**给定记录**
··········
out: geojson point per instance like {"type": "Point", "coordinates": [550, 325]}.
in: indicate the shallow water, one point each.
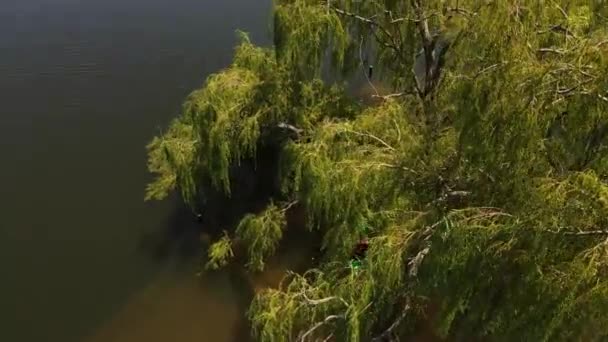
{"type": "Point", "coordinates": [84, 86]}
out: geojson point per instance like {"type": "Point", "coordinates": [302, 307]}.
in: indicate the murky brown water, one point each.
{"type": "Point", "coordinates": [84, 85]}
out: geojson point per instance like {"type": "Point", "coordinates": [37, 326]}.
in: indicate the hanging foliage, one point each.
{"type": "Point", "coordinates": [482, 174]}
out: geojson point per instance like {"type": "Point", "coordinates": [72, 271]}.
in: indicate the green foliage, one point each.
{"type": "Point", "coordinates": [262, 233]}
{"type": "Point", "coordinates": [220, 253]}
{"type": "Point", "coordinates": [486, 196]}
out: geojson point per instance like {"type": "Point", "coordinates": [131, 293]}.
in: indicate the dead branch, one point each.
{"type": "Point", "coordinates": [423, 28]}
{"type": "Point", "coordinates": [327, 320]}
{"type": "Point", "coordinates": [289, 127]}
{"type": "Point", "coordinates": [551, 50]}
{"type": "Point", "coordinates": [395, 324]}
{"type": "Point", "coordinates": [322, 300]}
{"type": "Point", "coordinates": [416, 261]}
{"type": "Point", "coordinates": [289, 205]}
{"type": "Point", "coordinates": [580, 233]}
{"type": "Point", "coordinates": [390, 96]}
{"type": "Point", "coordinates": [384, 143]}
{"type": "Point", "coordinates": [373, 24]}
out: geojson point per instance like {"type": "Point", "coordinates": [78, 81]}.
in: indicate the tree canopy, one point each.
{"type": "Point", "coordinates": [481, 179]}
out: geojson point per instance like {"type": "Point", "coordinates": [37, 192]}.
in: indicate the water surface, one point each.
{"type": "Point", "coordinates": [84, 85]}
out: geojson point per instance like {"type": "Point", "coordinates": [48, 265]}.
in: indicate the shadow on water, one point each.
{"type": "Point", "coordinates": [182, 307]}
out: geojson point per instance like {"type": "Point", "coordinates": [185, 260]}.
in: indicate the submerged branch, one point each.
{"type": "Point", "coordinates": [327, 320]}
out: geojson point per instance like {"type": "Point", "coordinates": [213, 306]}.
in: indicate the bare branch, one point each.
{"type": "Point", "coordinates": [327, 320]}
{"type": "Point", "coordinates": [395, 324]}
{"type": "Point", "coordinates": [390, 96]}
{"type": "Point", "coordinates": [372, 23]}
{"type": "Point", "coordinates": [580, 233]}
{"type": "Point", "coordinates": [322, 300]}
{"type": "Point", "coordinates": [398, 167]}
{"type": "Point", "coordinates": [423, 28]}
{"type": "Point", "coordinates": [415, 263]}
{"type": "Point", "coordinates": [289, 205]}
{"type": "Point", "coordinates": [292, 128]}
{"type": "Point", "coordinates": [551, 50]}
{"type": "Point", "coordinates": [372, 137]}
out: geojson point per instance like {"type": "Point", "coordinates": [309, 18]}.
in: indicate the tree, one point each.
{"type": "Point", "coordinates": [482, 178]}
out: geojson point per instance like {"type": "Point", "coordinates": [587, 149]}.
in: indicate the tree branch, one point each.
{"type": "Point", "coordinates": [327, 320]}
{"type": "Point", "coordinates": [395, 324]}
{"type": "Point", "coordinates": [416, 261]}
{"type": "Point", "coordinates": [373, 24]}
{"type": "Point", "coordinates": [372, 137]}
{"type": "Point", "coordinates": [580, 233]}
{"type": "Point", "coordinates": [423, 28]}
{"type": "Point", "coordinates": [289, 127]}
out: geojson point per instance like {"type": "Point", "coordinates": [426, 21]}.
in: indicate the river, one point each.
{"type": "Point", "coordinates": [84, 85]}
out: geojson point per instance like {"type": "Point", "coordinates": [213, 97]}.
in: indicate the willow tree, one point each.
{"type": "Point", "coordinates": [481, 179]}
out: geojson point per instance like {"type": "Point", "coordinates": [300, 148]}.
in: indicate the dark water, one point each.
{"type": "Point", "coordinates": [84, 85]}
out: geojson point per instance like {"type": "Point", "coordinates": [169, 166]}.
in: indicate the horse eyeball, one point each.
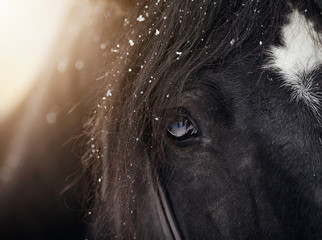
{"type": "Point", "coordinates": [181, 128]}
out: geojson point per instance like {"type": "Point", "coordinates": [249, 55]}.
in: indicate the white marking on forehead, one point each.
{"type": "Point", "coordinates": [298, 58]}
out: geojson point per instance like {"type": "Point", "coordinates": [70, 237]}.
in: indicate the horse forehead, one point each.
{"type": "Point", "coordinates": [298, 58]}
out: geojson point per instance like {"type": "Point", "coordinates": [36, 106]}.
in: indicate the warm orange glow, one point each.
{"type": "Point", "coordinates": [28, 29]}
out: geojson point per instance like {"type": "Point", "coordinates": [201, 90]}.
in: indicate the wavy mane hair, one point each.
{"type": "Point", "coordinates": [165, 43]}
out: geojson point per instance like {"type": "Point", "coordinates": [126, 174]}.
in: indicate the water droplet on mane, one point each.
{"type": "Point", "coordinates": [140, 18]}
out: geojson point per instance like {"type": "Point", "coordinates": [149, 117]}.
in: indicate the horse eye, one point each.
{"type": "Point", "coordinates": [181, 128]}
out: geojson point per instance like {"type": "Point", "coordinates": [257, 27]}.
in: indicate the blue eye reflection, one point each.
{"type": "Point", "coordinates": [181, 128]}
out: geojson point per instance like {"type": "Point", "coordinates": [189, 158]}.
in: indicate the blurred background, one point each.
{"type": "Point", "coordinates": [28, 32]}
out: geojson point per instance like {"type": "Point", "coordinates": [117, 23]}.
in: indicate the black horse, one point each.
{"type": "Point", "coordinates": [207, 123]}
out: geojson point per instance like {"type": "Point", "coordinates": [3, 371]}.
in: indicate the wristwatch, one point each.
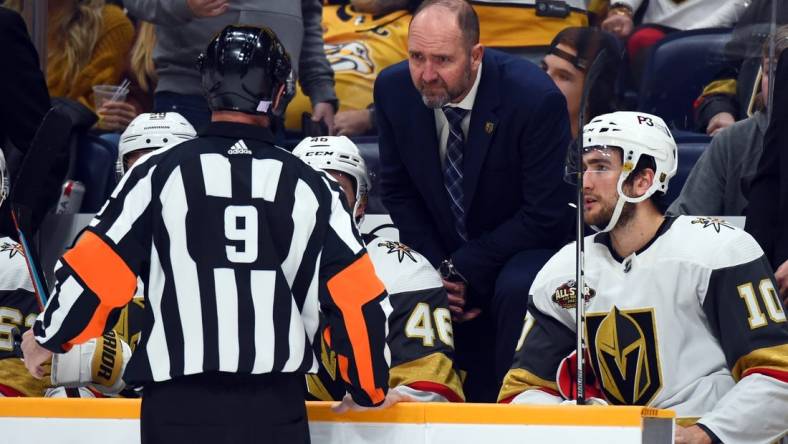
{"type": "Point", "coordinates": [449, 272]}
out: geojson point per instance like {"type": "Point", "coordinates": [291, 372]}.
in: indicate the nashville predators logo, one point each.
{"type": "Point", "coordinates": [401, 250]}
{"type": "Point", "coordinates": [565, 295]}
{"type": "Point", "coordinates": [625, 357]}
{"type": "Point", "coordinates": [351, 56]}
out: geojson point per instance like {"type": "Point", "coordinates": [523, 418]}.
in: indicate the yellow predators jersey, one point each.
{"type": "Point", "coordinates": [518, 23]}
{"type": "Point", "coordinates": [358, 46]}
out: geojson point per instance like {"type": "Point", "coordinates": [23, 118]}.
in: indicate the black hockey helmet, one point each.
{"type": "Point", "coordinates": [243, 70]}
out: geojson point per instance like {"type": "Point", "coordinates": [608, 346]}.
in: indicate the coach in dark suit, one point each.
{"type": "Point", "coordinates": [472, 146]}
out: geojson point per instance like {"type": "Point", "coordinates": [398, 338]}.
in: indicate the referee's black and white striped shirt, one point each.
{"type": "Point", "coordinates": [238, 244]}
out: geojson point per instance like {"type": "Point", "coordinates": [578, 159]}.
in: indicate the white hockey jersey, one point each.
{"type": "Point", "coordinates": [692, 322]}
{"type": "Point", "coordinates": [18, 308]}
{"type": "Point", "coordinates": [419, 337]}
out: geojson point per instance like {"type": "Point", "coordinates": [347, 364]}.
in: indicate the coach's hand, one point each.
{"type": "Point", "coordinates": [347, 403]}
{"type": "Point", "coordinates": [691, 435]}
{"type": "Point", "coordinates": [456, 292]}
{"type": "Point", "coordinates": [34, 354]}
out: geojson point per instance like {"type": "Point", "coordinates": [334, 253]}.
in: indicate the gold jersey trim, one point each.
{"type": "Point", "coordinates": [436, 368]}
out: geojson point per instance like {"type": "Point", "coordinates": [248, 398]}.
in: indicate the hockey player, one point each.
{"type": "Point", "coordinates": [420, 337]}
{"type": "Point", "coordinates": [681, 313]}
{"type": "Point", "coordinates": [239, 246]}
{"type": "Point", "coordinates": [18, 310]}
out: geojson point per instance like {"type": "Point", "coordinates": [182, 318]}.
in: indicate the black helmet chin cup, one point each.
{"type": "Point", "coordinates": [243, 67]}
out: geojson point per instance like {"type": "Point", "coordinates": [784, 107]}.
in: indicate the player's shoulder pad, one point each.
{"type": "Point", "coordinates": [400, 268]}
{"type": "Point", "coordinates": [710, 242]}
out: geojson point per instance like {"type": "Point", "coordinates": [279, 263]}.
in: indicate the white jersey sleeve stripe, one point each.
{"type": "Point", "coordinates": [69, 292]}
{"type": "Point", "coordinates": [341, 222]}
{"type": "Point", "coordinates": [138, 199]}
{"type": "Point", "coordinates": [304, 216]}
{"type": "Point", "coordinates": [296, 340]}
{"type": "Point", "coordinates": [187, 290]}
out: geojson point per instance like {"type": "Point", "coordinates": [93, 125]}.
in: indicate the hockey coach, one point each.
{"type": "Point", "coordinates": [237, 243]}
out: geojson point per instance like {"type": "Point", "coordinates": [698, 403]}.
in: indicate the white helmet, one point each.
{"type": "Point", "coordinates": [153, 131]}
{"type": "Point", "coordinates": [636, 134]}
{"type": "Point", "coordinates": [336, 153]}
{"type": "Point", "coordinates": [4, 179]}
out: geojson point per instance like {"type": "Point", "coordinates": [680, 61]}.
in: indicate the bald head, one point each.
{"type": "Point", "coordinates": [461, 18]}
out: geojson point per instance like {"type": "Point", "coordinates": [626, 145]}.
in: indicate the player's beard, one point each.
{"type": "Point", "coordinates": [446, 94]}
··········
**待办指令**
从上面的记录中挑出所有含有“hockey”这个词的行，逐行完整抄写出来。

**预期答案**
in: indicate the black hockey helmet, one point each.
in: indicate the white hockey jersey, one point each.
in: indicate the hockey player, one point each.
in: indicate the hockey coach, one point each.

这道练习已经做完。